### Stated task
Quote verbatim the lines of the records below, from the line with "arm, one per instance" up to and including the final line of the records.

### Records to process
start

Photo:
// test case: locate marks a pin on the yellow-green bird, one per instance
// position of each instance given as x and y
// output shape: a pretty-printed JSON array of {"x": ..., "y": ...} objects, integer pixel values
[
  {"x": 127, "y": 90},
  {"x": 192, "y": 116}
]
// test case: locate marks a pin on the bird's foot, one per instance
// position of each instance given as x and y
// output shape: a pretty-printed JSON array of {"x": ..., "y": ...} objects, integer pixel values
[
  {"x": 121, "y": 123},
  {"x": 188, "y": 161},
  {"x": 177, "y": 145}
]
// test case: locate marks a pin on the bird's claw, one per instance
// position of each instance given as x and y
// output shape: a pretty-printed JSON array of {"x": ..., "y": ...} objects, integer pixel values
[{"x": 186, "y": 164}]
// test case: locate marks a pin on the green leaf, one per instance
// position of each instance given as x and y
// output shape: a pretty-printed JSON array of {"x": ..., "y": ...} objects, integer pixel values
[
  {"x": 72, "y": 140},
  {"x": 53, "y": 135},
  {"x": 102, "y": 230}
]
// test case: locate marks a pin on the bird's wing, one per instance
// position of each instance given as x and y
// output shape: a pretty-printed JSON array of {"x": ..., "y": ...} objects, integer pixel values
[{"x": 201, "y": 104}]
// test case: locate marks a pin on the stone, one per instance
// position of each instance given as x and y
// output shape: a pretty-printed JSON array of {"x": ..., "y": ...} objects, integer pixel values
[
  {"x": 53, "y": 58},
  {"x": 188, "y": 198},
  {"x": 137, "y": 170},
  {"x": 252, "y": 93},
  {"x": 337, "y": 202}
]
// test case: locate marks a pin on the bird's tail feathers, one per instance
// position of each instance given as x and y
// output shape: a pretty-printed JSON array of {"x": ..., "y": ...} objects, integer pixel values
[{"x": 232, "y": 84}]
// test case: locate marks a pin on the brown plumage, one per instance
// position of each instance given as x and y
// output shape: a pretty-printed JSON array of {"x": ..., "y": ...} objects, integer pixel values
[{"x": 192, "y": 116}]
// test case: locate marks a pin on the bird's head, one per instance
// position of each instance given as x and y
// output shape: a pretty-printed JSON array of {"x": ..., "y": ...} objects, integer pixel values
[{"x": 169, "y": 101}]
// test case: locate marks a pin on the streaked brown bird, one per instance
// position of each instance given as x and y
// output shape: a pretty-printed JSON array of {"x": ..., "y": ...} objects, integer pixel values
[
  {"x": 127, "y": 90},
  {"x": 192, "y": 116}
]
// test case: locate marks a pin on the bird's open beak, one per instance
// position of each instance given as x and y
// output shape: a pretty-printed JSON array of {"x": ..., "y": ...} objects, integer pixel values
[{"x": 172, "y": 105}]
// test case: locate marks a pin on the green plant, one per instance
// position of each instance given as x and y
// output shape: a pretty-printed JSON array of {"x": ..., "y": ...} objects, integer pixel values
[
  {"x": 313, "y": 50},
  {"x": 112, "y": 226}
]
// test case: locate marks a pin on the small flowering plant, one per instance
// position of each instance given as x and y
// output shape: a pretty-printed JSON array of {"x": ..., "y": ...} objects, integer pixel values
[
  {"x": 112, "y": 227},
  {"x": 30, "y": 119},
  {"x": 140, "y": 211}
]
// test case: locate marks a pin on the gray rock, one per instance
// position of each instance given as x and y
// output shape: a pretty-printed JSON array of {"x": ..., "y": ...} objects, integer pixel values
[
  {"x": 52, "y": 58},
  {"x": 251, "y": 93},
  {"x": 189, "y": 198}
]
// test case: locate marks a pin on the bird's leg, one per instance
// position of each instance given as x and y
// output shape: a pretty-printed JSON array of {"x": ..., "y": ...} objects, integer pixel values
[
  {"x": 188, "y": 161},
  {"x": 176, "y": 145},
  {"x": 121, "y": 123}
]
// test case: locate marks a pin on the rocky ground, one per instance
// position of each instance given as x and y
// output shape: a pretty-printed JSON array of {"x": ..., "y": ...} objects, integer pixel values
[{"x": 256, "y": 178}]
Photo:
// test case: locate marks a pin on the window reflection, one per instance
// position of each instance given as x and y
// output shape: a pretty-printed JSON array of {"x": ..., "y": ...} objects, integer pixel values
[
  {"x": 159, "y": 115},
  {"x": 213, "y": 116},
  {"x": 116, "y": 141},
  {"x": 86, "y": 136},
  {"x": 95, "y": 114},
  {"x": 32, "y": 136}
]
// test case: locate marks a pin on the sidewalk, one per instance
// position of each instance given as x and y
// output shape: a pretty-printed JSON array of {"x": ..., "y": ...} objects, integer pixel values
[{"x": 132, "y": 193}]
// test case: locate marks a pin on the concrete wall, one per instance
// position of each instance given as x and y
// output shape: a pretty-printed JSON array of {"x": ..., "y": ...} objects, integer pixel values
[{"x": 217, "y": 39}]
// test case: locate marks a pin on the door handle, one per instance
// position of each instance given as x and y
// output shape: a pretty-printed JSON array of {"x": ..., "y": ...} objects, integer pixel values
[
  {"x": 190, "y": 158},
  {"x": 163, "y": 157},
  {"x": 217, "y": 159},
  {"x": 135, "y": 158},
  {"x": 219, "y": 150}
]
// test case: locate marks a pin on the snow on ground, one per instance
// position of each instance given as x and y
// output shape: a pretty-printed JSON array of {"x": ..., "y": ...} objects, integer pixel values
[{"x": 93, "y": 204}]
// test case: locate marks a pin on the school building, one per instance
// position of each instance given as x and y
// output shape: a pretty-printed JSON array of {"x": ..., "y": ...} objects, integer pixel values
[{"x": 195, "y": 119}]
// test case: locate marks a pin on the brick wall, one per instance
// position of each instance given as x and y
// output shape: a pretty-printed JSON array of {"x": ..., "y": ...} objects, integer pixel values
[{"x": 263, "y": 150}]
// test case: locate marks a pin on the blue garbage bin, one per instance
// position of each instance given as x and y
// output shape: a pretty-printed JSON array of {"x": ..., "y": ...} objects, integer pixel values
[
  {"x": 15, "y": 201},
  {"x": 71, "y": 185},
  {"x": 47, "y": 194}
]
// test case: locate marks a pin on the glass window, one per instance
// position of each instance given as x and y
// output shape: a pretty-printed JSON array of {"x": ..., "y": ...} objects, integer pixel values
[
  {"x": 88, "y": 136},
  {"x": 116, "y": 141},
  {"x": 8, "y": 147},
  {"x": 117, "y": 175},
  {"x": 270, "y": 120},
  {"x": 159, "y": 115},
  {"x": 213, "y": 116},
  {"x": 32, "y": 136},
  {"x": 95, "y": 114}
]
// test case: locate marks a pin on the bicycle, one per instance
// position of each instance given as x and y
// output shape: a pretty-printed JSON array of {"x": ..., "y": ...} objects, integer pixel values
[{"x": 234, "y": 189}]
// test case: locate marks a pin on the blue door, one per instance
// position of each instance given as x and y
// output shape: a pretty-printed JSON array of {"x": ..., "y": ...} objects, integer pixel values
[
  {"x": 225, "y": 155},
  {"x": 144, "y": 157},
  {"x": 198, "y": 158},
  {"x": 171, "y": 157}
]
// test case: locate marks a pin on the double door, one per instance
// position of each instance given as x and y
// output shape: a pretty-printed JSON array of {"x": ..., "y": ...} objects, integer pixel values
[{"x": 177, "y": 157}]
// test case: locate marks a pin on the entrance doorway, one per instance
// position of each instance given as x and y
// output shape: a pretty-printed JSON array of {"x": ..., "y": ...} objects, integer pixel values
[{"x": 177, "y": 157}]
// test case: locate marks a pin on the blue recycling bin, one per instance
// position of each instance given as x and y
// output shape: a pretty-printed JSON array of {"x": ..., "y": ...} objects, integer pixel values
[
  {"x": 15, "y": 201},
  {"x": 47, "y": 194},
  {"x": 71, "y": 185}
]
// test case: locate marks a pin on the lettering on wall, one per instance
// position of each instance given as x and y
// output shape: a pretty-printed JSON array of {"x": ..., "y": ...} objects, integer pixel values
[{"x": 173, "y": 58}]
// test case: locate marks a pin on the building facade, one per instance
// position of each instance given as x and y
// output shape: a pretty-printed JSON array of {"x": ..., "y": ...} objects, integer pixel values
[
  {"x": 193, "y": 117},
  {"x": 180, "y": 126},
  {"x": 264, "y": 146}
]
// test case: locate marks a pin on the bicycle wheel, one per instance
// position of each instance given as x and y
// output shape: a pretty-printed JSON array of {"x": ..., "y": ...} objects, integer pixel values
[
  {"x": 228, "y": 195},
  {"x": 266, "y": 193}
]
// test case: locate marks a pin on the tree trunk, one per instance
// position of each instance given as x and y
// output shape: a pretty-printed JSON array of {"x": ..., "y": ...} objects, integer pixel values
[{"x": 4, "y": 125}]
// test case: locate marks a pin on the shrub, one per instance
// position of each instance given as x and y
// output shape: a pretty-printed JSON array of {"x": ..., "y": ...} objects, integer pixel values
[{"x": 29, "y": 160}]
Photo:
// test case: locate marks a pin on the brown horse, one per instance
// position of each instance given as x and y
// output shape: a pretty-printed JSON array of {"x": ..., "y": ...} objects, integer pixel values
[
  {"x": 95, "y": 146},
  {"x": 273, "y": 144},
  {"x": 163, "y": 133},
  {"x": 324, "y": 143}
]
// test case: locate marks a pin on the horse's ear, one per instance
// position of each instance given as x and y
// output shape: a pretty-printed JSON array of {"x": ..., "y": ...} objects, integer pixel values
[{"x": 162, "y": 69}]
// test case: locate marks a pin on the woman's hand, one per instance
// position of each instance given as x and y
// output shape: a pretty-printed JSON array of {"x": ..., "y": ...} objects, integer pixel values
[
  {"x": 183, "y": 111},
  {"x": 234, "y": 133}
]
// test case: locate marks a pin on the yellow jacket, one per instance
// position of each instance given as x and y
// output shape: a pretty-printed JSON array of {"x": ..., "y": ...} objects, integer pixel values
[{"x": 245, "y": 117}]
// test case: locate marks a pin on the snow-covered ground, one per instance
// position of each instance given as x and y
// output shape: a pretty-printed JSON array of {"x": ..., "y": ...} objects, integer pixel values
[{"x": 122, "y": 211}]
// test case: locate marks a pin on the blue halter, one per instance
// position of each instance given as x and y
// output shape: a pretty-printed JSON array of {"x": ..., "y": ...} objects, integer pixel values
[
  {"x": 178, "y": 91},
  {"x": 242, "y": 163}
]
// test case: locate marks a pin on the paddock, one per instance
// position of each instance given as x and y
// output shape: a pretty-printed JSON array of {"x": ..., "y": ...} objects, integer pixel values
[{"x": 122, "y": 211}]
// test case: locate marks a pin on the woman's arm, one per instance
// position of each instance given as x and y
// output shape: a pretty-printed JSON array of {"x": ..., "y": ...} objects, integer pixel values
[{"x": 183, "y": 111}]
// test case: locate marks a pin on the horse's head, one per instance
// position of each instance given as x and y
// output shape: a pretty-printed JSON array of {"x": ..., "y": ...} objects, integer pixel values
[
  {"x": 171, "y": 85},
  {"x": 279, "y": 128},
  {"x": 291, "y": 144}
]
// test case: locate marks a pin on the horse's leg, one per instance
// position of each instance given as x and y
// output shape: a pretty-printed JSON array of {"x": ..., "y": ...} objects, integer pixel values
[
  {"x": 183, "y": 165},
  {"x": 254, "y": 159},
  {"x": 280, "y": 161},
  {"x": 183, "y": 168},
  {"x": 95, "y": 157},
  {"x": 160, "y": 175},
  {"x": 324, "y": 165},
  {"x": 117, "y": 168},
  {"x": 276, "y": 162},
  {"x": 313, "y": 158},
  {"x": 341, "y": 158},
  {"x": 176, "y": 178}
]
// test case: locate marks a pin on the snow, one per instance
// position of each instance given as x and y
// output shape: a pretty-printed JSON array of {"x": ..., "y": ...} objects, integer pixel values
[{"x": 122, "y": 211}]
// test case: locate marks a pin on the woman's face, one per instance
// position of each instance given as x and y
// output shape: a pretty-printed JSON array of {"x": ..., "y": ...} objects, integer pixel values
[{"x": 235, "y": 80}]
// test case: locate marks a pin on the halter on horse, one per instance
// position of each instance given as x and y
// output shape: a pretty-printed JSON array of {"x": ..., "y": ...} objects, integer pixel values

end

### Exercise solution
// test case: locate marks a pin on the woman's arm, one per instance
// position of each instance given as x and y
// output shape: a pretty-printed JSON array of {"x": ..., "y": ...} objects, integer pixel values
[{"x": 183, "y": 111}]
// test case: locate marks a pin on the horse's head, one per instance
// position of each instance given as x and y
// output shape: a pretty-printed JSON array of {"x": ..., "y": ...} objects, integer pixel values
[
  {"x": 171, "y": 85},
  {"x": 279, "y": 128},
  {"x": 291, "y": 144}
]
// test case: locate marks a pin on the horse's leg, one per instance
// position of each instance given as x and y
// output shape: a pretty-printed JSON array of {"x": ..., "y": ...} objects, integer pixel values
[
  {"x": 183, "y": 165},
  {"x": 254, "y": 159},
  {"x": 280, "y": 161},
  {"x": 183, "y": 168},
  {"x": 95, "y": 157},
  {"x": 160, "y": 175},
  {"x": 324, "y": 165},
  {"x": 117, "y": 168},
  {"x": 276, "y": 162},
  {"x": 313, "y": 158},
  {"x": 341, "y": 158},
  {"x": 176, "y": 178}
]
// test case: locate marks a pin on the snow, one per instance
// position of each instance given as x and y
// output shape: a pretty-printed JSON array of {"x": ..., "y": ...} objects, integer pixel values
[{"x": 122, "y": 211}]
// test case: locate marks a pin on the woman's face, one per instance
// position of each instance given as x and y
// output shape: a pretty-printed JSON array of {"x": ..., "y": ...} objects, integer pixel values
[{"x": 235, "y": 80}]
// test case: locate marks a pin on the halter on horse, one per instance
// position of each instance given as x and y
// output shape: a pretty-printed JSON array of {"x": ..., "y": ...} objects, integer pixel values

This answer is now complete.